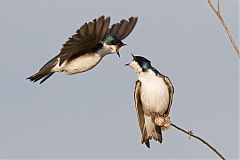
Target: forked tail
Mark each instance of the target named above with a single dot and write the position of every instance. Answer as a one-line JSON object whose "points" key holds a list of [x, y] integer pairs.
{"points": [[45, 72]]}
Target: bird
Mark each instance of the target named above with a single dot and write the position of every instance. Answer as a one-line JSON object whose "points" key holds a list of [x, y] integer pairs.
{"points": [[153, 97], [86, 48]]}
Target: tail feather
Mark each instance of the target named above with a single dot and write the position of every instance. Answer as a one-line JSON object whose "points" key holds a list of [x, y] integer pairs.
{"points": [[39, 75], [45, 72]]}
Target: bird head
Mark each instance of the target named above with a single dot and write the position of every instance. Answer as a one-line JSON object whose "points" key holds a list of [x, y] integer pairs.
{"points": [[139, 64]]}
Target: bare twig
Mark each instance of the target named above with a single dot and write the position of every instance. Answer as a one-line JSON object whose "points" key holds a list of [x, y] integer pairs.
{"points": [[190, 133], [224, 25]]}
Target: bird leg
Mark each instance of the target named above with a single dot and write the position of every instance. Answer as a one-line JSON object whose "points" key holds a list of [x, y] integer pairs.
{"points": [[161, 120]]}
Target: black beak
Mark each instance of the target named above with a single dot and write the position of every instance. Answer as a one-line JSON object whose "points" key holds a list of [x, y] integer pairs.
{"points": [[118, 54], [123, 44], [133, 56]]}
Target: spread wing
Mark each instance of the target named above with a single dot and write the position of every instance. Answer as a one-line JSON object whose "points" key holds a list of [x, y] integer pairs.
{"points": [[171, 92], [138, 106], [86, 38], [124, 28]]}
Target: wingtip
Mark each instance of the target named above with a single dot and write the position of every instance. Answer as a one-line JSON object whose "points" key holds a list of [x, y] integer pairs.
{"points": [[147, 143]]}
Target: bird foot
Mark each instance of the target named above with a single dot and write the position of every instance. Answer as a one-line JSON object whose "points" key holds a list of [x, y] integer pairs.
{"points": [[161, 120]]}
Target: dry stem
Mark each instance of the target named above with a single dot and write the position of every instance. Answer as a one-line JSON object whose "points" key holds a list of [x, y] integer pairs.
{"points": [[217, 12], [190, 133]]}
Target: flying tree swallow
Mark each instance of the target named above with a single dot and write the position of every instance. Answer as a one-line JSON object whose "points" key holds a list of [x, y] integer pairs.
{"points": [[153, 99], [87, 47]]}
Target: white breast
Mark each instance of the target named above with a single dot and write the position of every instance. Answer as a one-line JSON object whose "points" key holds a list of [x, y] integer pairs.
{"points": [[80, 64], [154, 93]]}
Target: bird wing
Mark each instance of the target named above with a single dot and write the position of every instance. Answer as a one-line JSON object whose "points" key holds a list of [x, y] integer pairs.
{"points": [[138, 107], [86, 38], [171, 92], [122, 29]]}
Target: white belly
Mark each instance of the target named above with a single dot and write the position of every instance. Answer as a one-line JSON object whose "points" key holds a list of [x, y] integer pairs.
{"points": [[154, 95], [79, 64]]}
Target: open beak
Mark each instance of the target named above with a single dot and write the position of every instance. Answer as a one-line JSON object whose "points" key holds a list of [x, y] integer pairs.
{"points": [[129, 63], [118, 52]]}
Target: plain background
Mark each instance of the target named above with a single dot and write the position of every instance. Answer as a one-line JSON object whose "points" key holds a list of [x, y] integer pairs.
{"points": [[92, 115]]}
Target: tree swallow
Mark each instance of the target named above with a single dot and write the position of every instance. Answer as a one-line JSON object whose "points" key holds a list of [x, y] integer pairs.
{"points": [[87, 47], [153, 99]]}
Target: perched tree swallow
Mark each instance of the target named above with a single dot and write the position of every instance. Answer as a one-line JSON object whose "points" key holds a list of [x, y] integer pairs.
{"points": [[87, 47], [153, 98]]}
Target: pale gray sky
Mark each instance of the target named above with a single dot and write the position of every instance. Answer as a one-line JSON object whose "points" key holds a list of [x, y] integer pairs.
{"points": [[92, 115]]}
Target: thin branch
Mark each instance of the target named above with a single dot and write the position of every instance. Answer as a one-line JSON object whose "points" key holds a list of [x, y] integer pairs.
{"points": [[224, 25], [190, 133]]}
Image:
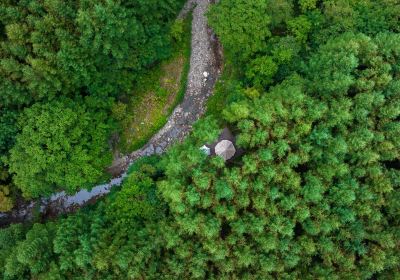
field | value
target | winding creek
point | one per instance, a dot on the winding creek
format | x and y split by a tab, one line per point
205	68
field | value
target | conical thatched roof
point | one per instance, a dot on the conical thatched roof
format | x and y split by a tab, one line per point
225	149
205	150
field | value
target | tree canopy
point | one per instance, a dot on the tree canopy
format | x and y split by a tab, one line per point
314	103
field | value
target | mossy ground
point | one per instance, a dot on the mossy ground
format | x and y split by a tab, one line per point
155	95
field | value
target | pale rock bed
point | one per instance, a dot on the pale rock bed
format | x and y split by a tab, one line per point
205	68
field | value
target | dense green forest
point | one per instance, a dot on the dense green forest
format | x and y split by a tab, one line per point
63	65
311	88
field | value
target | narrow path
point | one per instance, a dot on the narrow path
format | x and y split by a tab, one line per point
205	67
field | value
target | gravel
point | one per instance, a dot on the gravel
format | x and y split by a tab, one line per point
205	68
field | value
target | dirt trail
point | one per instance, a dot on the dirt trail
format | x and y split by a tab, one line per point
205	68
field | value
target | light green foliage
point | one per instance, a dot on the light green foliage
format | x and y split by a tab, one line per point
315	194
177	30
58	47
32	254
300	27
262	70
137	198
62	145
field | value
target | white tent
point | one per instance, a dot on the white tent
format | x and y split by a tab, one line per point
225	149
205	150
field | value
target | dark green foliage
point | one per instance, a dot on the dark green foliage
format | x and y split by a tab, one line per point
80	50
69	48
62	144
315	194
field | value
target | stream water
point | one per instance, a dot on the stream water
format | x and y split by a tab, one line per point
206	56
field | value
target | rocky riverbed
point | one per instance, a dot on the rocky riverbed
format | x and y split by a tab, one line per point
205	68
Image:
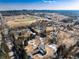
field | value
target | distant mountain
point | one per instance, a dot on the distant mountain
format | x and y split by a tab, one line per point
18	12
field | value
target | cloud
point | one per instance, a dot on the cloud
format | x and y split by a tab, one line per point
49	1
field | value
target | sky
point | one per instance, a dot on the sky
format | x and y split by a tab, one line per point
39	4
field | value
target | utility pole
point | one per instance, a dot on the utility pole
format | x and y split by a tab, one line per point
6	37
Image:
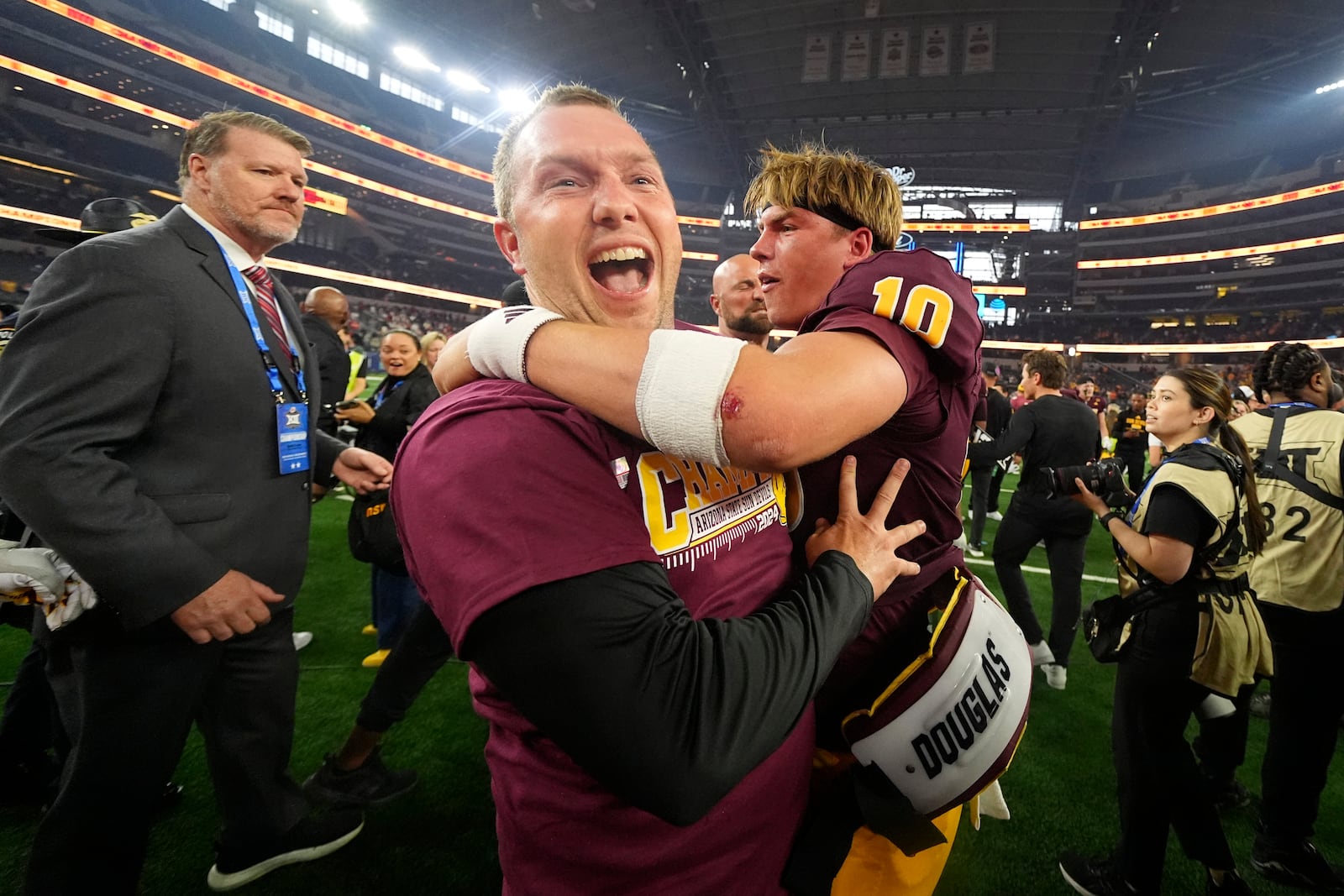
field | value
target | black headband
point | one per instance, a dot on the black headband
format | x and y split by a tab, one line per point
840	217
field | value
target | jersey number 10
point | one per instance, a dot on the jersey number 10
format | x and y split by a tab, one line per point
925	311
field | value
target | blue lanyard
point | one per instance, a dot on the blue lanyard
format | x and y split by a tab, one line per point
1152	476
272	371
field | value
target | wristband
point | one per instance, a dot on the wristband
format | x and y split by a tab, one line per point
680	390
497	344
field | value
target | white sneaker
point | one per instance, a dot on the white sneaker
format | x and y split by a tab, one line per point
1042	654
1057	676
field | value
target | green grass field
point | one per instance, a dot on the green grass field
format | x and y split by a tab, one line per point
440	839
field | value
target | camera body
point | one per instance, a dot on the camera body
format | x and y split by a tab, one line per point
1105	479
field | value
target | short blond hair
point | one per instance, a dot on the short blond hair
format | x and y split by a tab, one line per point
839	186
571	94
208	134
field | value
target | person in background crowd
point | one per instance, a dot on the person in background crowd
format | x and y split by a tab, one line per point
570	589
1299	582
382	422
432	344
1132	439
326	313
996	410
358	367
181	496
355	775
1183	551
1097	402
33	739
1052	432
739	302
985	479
********
WORK INSTRUCTIONS:
Say how many lines in the records include the string "person", giving the figure by itself.

EXERCISE RESPONSE:
2